> Exercise directions
The response should contain every entry, reproduced exactly.
>>>>
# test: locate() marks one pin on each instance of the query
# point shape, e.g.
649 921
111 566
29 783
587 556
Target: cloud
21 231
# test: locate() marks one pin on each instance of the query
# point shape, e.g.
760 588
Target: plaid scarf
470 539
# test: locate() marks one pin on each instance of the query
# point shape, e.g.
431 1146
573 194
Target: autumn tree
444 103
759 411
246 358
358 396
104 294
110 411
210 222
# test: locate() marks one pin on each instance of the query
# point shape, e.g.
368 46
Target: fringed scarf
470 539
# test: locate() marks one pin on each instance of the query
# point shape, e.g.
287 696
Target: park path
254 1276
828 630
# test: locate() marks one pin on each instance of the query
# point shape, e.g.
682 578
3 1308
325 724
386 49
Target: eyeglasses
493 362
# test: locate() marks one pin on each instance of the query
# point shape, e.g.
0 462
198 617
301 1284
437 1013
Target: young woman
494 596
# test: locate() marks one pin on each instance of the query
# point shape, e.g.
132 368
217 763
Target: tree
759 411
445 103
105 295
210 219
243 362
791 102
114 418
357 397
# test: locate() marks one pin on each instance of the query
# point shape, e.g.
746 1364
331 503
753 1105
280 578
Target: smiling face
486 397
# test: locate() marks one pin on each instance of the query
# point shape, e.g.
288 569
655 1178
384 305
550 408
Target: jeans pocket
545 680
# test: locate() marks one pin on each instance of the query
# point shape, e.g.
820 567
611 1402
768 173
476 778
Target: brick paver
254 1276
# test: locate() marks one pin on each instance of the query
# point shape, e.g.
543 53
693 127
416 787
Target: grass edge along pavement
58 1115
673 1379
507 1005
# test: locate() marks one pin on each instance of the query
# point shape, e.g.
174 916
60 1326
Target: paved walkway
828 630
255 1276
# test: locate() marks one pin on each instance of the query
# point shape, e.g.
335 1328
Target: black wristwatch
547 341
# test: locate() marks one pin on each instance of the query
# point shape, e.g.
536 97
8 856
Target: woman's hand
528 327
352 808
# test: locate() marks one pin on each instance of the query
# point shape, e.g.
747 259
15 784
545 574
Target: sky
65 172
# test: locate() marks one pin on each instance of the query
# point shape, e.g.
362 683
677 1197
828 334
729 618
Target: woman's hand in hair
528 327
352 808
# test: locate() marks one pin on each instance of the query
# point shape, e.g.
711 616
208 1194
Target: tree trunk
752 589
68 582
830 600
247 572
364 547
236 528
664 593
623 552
<<<<
> Answer space
# test: locate() marks one pin on each instance of the query
# point shape, e.g.
649 921
111 566
29 783
587 556
Target: cloud
21 231
# test: locate() marks one pin on each instance of the query
# point shape, e.g.
760 588
Target: plaid scarf
470 539
# test: locate() marks one pin on each instance of the query
# point shape, e.g.
431 1146
573 194
Target: autumn tree
444 103
759 411
246 358
358 396
104 294
110 411
210 222
# test: locate() marks one pin on each instance of the query
# point shape, e.g.
368 46
Target: fringed scarf
470 539
# test: locate() marks one pin on each instance of the query
# point shape, e.g.
287 696
Target: park path
254 1276
828 630
# test: locate() marks one pin on each instance of the query
# point shape, e.g.
682 578
3 1308
325 724
386 49
Target: eyeglasses
493 362
# test: locate() marks one pin on each instance of the query
# point shape, e.g.
0 462
198 617
301 1284
437 1013
Target: young woman
494 596
# test: locate() marks one pin on each instance of the query
# point shape, e.g.
132 368
217 763
Target: tree
759 411
445 103
105 295
210 219
243 362
791 102
114 418
357 397
# test: locate() marks one pin on each instance of the query
# point shape, e.g.
746 1364
331 503
753 1105
280 578
Target: smiling face
486 397
# test: locate() marks one pin on each instance of the query
# point shape, e.g.
288 569
655 1178
384 305
550 408
Target: jeans pocket
545 680
# test: locate() marks one pin on each instance of the query
# point shape, e.g.
820 567
611 1402
768 173
476 778
Target: brick paver
254 1276
# test: locate() marks one pin on each instance of the query
# point shape, e.g.
543 53
693 127
416 787
Target: grass edge along pavement
58 1115
673 1379
507 1005
# test: locate() marks one pin on each instance of the query
# point shape, e.g.
174 916
60 1326
Target: paved walkway
828 630
255 1276
# test: locate() marks one pin on each instance of the query
# point shape, e.g.
335 1328
Target: black wristwatch
547 341
# test: locate() marks one pin on each instance of the query
# point shape, e.g.
536 97
8 856
Target: woman's hand
528 327
352 808
# test: locate() marks one pin on each instance of the query
# point shape, e.g.
747 259
15 784
545 574
Target: sky
65 172
# test: locate() marks one pin on each instance of the query
# point shape, e.g.
362 683
677 1197
828 334
729 618
Target: woman's hand in hair
528 327
352 808
# test: locate() marks one pin on each instance of the query
# point shape, e.g.
711 616
208 1194
Target: tree trunk
752 589
68 582
830 600
247 572
364 547
236 528
664 593
623 552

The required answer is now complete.